▶ EXTRACTED INFORMATION
+++++
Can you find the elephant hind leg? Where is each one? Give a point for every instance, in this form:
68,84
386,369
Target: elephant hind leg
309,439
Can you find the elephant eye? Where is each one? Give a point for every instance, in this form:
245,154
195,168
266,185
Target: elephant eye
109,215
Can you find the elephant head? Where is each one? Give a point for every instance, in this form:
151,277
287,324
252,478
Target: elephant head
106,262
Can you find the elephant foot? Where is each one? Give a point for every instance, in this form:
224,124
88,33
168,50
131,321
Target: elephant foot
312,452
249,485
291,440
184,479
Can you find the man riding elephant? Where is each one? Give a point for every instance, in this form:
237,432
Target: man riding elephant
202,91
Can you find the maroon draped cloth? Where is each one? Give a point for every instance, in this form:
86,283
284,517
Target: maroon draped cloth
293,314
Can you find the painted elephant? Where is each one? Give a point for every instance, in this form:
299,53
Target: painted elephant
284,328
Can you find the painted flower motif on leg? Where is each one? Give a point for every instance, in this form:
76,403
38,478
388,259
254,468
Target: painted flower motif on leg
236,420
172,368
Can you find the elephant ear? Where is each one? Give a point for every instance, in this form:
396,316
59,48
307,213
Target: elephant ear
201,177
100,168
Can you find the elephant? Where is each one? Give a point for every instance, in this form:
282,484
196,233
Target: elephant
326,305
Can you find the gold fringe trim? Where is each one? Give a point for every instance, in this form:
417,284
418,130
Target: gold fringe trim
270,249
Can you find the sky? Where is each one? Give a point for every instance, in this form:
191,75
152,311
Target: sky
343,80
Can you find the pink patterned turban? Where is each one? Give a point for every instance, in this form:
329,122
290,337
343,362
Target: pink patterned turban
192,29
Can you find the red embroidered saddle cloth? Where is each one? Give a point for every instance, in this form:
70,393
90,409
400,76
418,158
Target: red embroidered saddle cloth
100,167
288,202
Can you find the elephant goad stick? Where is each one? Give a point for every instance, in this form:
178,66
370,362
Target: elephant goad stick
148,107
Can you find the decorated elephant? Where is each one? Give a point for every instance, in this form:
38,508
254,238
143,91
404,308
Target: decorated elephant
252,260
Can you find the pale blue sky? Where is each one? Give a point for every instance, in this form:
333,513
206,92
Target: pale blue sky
+++++
▶ DESCRIPTION OF THE TASK
Please repeat the listing exactly, with nothing left out.

▶ OUTPUT OF THE EXERCISE
Can you find the elephant hind leg? Where is each one? Give a point for every instance, in this form:
68,84
386,369
Target: elephant hind leg
309,439
Can you find the elephant eye? Where is each one? Give a point for every instance, in this form:
245,154
195,168
266,185
Target: elephant eye
109,215
Can you find the elephant head? Where is each one? Give a point for every instance, in this form:
151,277
287,324
252,478
Target: elephant head
106,262
Can you find the elephant foot? Where is each one? Give a point for every instance, in this form:
224,124
88,33
168,50
131,321
Target: elephant foot
312,452
249,485
291,440
184,479
Can you find the man riding elephant? Where is each one? Give a point for every instance, in this form:
237,432
Target: man riding elephant
202,91
Can you find the maroon draped cloth? Where is each one? Give a point for every instance, in this form:
86,283
284,517
Target: maroon draped cloth
293,314
Can you find the painted elephant? Where is each one? Give a point for every instance, in this form:
299,53
Target: painted elephant
284,328
Can you find the painted flower motif on leg? Where is each one? Give a point for every instance, in this form:
76,403
38,478
388,259
254,468
Target: painted flower motif on leg
236,420
172,368
Can you find the elephant ear? Where is each one? Give a point for every instance, in this form:
396,316
59,48
307,213
Target: elephant ear
201,177
100,168
Can you find the elephant? Where is each one? Give a point for every instance, in this form:
282,484
196,233
Target: elephant
326,305
Can you find the gold fringe trim? Where is each one? Give a point for every instance, in this form:
417,284
418,130
Target: gold fringe trim
270,249
Can you find the sky? Where is each one? Give a point for every instance, in this form:
191,75
152,311
Target: sky
343,80
Can you find the pink patterned turban? Where is each one? Give a point for every instance, in this form:
329,122
290,337
343,362
Target: pink patterned turban
192,29
Can you find the red embroidered saddle cloth? Where is each one? Give a point for every instance, in this form:
70,393
90,409
400,76
418,158
Target: red embroidered saddle cloth
100,167
288,202
Can you find the elephant goad stick? Where is each one? Give a point for every instance, in this form:
178,66
370,362
Target: elephant goad stick
148,107
Can you find the decorated elephant? Where is each one? Give a point for every instance, in this form:
38,508
254,238
143,91
404,308
Target: decorated elephant
252,260
Can you find the pale blue sky? Where is each one? Give a point for every instance, in this form:
333,513
206,92
Target: pale blue sky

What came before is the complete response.